# Work to be completed
Retype every one of the rows below word for word, with no changes.

======== Given data

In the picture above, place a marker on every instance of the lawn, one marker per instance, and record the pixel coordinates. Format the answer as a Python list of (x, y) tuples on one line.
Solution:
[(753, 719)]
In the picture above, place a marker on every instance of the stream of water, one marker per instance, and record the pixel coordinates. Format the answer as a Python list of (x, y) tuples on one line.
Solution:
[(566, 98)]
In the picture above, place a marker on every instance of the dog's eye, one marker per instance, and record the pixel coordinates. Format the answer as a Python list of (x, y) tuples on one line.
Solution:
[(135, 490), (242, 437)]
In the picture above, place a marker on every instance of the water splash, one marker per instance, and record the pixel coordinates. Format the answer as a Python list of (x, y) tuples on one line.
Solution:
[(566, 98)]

================

# Answer for the task
In the picture above, place a marker on every instance of the lawn, one marker per instance, and record the pixel coordinates. Format the answer as a Python list of (x, y) tuples on one line.
Solution:
[(753, 719)]
In the picture above, place a marker on every instance of the stream of water, one marker per instance, and record the pixel coordinates. Format the answer as a Python list of (x, y) tuples on one line.
Solution:
[(566, 98)]
In the picture above, place a marker on every instance of the dog's eye, one marker per instance, and record the pixel coordinates. Format the answer as a Python list of (x, y) tuples on one line.
Solution:
[(135, 490), (242, 437)]
In the picture above, place a marker on every instance of the water splash, one marker per instance, and record the pixel coordinates. Format the answer as a Python list of (x, y) tuples on one line.
Solution:
[(566, 98)]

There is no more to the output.